_Problem details:_ Please convert the rows below, from the line containing "indicate the man carrying woman with a point" through the last line, inclusive, into a Markdown table with the columns Number and Line, leaving out blank lines. Include only those lines.

_Point annotation dataset rows:_
** start **

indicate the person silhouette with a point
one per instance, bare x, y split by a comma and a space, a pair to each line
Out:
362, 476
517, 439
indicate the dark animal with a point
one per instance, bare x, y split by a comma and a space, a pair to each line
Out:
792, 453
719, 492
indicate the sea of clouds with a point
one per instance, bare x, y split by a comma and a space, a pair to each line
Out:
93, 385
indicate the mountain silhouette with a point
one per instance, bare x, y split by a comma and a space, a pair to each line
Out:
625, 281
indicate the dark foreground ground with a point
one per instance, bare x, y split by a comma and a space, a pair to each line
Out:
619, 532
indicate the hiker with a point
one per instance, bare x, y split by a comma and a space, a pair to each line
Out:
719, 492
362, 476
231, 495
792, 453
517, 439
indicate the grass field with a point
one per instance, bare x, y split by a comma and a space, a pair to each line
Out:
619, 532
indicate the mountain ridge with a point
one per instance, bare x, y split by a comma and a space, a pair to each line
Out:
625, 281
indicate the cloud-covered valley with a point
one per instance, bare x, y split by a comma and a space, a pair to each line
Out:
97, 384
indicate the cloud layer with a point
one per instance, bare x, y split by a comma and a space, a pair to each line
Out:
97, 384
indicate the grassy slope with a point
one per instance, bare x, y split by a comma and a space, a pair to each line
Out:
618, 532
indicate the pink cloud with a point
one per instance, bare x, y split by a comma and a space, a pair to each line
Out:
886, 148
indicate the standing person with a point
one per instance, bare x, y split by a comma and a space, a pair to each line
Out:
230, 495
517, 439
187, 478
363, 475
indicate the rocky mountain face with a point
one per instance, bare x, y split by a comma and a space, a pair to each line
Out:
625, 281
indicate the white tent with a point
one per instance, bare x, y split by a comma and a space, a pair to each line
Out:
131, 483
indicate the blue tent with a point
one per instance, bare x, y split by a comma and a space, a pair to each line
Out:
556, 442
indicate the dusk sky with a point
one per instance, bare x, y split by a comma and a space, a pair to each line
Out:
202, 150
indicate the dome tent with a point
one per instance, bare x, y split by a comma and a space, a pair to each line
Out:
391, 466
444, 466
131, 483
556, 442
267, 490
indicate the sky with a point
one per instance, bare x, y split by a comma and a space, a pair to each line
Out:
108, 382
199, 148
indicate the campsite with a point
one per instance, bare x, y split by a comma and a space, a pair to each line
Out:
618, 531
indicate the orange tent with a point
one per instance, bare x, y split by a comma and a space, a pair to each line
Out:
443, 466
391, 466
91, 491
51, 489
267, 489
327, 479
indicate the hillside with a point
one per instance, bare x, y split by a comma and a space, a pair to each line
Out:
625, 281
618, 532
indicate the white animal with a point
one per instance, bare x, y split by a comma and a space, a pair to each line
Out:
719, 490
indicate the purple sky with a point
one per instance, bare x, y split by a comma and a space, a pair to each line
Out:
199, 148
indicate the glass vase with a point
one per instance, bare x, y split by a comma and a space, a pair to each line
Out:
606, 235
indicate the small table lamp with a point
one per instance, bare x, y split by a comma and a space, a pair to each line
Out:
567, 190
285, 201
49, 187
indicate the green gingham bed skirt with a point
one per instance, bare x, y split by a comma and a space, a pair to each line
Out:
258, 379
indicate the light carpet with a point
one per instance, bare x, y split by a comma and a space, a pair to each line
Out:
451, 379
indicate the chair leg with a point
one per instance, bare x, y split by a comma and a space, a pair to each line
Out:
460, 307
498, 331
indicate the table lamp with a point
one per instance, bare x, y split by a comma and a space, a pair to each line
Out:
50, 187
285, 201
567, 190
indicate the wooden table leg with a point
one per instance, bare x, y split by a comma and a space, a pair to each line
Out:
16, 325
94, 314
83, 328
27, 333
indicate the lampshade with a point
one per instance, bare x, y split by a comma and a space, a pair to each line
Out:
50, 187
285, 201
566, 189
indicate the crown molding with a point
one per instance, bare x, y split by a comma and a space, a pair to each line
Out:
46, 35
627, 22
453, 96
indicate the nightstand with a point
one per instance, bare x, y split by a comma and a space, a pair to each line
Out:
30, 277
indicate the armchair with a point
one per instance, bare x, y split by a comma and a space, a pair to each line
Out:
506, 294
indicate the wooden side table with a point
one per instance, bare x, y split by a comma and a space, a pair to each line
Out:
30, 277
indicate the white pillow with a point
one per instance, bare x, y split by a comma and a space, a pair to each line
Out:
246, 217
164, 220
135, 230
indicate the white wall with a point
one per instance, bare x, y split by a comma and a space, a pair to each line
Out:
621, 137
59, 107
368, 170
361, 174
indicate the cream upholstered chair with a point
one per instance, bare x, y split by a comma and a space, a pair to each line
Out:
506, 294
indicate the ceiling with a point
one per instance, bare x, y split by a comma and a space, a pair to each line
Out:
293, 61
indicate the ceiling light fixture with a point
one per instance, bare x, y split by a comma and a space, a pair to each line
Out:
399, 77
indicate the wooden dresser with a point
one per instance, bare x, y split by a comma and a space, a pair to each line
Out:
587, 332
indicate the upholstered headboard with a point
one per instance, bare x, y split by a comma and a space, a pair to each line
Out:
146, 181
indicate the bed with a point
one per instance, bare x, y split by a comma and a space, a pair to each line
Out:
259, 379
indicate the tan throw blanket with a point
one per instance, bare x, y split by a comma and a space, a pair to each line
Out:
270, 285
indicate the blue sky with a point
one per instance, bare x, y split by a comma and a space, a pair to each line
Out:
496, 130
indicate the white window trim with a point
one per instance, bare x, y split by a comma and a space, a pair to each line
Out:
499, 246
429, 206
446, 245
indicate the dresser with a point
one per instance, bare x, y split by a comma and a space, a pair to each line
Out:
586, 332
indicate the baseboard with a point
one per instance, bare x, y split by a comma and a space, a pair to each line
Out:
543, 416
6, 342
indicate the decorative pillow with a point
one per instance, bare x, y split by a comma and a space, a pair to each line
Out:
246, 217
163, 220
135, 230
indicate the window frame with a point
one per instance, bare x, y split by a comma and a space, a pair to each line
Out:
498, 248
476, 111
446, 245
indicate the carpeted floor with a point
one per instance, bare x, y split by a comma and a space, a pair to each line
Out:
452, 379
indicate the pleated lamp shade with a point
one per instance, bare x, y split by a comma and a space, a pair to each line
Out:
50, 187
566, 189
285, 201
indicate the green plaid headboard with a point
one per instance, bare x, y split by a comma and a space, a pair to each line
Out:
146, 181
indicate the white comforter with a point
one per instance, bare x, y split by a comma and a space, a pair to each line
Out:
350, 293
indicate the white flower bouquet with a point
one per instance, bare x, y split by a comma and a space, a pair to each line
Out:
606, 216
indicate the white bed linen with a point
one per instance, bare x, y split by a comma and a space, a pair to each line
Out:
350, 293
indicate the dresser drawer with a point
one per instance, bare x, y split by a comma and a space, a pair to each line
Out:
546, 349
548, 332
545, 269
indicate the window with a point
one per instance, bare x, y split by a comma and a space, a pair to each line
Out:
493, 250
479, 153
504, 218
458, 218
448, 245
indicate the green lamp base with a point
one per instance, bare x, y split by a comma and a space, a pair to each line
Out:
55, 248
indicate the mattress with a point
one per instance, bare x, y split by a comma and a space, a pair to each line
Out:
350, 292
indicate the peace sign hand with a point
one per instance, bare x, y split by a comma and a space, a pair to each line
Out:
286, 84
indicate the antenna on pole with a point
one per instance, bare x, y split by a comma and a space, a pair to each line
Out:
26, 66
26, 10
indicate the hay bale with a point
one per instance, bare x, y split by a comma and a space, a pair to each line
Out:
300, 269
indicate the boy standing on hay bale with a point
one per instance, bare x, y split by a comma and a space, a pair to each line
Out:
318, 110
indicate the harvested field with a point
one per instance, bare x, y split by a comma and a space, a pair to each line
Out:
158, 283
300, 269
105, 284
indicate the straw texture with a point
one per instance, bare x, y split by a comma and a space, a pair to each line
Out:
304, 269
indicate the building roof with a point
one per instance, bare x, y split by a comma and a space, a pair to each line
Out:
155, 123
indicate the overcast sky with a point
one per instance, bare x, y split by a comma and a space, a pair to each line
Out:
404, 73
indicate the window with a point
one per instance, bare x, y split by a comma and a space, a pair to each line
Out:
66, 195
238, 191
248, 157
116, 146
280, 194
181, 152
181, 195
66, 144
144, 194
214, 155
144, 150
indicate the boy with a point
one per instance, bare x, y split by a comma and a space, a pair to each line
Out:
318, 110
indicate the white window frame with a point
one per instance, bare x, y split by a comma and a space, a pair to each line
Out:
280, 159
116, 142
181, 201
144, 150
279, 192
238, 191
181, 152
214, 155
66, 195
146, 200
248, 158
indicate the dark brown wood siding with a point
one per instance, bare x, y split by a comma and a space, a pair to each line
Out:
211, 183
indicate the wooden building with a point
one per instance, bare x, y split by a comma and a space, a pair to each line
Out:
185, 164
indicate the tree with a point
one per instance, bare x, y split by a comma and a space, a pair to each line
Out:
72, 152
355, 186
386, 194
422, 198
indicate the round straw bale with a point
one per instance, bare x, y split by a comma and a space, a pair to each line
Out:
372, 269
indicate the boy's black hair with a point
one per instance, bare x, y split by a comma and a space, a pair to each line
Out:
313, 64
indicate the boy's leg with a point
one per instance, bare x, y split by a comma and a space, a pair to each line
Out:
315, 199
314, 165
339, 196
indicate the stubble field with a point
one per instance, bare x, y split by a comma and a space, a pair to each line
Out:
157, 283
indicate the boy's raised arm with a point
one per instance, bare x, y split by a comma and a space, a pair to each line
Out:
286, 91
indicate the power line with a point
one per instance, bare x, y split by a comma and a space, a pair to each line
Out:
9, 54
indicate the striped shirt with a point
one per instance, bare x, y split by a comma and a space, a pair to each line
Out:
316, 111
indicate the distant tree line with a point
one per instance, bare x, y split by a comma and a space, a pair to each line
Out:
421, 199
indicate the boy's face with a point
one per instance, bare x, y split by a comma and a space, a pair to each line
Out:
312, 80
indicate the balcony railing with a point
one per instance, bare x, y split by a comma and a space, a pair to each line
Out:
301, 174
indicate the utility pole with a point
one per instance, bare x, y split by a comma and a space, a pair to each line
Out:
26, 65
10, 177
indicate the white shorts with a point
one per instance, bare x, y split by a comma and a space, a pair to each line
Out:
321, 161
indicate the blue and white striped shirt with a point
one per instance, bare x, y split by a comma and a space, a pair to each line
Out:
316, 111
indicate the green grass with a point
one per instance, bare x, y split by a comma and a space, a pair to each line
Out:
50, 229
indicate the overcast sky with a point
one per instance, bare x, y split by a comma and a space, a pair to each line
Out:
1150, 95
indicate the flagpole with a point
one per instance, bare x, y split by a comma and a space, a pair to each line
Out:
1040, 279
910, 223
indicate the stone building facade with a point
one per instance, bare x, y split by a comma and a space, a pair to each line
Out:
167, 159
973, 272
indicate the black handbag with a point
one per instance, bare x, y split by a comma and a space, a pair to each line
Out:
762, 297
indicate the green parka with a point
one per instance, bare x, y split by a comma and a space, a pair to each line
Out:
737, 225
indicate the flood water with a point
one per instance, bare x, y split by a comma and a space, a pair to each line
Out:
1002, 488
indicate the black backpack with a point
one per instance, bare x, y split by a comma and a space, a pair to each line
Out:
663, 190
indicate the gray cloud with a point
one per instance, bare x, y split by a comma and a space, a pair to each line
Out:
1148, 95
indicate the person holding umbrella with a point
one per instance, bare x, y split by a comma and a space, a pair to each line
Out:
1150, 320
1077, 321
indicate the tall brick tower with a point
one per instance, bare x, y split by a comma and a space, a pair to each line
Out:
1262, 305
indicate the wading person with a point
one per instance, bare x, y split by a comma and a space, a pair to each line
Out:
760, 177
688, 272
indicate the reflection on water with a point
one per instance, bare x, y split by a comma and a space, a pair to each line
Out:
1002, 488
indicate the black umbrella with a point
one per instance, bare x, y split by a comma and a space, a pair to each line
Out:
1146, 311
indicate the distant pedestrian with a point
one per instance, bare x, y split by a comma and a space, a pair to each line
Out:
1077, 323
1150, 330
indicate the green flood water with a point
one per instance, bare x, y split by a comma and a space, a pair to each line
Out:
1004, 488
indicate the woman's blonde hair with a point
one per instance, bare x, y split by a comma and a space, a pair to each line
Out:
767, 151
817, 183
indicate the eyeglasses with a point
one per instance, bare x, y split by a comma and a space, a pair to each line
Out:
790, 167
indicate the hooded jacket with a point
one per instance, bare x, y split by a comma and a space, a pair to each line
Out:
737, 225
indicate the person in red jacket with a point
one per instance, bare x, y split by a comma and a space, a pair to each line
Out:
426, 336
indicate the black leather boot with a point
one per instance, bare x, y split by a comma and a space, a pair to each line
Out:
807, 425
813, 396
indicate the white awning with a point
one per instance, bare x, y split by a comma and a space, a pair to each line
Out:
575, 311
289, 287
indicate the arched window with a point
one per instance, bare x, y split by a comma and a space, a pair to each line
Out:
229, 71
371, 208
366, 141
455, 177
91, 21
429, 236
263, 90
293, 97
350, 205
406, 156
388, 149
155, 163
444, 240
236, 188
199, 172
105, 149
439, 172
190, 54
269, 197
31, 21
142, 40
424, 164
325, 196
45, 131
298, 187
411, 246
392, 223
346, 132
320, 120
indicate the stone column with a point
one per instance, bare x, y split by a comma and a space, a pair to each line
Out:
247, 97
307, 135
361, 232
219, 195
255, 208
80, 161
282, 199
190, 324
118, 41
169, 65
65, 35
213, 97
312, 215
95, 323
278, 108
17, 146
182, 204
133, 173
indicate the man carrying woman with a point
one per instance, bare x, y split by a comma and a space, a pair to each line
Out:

** end **

_Full output:_
| Number | Line |
|---|---|
| 1 | indicate the man carrying woman with a point |
| 2 | one per instance, bare x, y split by a comma and a space, a pair to each line |
| 3 | Out: |